::: Vorliegender Text

MIT Technology Review 10/2019
S. 60
Horizonte
10 Technologien
Darmflora in Kapseln: Stuhltransplantation ohne Ekelfaktor. Foto: Shutterstock

Die Macht der Billionen

Das Mikrobiom mischt bei Demenz, Autismus und Herzinfarkten mit. Billionen Bewohner des Verdauungstrakts werden künftig zu Therapeuten.

von Susanne Donner

Sie leben in jedem, wiegen etwa zwei Kilogramm, und ohne sie können wir nicht existieren. Wer ist das? Richtig, das menschliche Mikrobiom, ein Verbund von bis zu einer Billion Bakterien. Sie hausen in dichten Biofilmen. Sie haften auf Schleimhäuten und der Haut, die meisten kleiden die Windungen des Darms aus. Trügen wir nicht diese Unzahl an Fremdlingen in uns, könnten wir beispielsweise keine Nährstoffe aus dem Essen aufnehmen.

„Das Mikrobiom des Darms ist so bedeutsam, dass wir von einem eigenen Organ sprechen“, sagt Marius Vital, Mikrobiologe an der Medizinischen Hochschule Hannover. Dieses Organ aus Bakterien steht mit den übrigen Organen in enger Verbindung. Mikrobiom und Gehirn kommunizieren über Blut und Nerven. Forscher sprechen gar von der „Darm-Hirn-Achse“. Die Kleinstlebewesen produzieren etwa das Hormon Serotonin, das uns durchströmt, wenn wir verliebt sind, und an dem es uns mangelt, wenn uns eine Depression befällt. Und sie kennen auch noch die „Darm-Herz-Achse“, weil das Mikrobiom sogar über Herz-Kreislauferkrankungen mitentscheidet. „Bei eigentlich allen ­Erkrankungen wird derzeit der Einfluss des Mikrobioms untersucht. Es wird künftig ein wichtiges Ziel medizinischer Behandlungen sein“, sagt Vital.

::::::

Aufgabenstellung:
• a. Wie viel wiegt das menschliche Mikrobiom laut dem Artikel über das Mikrobiom?
• b. Schreibe aus dem Artikel über das Mikrobiom den Abschnitt zwischen „Die Macht der“ und „künftig zu Therapeuten.“ wortgetreu ab, beide Stellen eingeschlossen.
Die Liste hat keinen Bezug zum Artikel über das Mikrobiom.

::: Inhalt des Datensatzes

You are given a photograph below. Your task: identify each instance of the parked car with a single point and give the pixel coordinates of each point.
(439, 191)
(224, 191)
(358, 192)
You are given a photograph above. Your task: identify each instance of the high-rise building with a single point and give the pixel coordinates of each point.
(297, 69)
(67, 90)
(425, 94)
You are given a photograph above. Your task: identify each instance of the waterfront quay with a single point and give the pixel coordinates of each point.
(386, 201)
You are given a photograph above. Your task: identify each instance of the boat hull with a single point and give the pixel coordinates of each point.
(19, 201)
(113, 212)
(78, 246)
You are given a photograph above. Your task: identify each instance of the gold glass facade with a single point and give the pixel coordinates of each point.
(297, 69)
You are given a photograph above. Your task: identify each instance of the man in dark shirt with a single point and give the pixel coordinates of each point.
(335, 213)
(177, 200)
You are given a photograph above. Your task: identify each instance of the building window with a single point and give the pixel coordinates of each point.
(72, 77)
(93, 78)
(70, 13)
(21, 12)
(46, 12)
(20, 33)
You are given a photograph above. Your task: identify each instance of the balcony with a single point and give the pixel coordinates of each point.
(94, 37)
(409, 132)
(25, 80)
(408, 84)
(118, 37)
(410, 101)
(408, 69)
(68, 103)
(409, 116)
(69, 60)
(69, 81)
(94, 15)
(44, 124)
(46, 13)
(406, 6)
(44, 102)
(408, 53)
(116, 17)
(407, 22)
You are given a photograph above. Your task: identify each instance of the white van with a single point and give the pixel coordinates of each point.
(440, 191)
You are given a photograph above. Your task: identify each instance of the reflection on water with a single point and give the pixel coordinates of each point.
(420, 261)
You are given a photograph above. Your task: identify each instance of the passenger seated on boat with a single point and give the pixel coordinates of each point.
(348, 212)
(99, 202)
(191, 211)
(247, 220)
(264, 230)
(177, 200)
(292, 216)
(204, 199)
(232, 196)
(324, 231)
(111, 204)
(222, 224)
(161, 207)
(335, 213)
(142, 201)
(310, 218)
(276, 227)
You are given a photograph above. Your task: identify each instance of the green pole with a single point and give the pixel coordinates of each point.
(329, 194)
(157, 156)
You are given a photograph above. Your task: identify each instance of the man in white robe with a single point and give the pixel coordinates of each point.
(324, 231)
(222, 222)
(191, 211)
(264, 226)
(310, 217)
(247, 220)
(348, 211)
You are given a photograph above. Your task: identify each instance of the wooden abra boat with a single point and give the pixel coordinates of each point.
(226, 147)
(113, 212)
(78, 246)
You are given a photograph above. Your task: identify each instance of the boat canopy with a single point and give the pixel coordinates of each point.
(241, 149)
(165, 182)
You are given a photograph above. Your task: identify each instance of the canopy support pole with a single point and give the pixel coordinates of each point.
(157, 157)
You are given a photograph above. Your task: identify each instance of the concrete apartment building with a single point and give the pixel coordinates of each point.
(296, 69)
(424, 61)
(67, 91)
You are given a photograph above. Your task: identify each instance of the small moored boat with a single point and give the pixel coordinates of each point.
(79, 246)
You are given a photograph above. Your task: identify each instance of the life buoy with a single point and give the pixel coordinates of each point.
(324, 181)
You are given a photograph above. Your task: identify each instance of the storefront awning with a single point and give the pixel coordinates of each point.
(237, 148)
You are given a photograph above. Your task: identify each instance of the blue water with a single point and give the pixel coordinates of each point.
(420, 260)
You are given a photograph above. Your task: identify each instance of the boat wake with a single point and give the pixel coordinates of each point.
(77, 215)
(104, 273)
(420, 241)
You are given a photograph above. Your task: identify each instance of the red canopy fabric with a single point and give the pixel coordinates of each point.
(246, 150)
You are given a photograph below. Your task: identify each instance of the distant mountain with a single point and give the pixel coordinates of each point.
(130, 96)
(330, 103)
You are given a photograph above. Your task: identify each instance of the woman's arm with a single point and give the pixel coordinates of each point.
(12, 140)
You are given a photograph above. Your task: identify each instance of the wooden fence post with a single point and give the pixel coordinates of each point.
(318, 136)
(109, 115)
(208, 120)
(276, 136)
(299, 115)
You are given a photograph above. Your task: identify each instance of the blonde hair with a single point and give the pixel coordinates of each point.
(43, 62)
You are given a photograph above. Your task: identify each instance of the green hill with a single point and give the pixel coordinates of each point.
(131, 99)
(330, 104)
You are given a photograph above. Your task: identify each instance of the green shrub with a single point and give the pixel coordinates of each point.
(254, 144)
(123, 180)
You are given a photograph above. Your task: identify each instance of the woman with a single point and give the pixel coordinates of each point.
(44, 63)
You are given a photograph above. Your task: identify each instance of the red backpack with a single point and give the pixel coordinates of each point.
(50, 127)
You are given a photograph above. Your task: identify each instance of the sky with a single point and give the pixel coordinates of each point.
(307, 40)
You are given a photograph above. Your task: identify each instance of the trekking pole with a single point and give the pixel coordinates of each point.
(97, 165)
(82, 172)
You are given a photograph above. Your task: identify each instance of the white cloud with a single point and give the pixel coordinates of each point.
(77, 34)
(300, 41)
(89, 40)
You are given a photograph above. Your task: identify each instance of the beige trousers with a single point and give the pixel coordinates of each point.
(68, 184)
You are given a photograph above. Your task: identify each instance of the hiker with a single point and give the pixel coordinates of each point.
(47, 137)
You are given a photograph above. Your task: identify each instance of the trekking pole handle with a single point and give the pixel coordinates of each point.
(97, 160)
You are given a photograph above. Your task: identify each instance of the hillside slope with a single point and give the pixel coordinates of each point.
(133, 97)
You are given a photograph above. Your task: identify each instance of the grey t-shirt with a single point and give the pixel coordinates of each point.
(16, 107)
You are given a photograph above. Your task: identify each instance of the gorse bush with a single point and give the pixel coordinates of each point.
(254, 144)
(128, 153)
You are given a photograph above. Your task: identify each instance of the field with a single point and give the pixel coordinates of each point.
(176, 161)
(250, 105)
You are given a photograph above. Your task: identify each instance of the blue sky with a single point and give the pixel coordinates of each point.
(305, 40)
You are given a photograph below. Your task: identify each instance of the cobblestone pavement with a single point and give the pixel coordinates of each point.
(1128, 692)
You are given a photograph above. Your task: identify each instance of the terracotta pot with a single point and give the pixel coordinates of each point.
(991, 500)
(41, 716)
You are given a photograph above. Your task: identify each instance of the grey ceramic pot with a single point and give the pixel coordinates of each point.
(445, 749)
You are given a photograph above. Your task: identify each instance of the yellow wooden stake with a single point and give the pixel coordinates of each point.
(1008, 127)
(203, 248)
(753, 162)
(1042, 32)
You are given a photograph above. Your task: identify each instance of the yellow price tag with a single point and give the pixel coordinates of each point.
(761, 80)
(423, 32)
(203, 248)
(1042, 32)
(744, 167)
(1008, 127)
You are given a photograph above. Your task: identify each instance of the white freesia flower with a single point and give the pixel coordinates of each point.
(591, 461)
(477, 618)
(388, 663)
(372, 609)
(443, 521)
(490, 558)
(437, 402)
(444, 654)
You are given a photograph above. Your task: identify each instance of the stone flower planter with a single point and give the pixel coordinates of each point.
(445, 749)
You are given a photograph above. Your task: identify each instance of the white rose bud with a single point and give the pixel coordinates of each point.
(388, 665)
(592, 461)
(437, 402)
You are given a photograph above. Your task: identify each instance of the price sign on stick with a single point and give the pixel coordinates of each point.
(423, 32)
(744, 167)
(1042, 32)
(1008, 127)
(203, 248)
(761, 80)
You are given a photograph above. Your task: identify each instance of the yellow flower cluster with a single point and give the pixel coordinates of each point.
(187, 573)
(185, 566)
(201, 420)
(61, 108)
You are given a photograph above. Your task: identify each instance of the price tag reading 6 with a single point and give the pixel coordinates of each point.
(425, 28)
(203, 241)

::::::

Antworten je Aufgabe:
• a. Etwa zwei Kilogramm.

• b.
Die Macht der Billionen

Das Mikrobiom mischt bei Demenz, Autismus und Herzinfarkten mit. Billionen Bewohner des Verdauungstrakts werden künftig zu Therapeuten.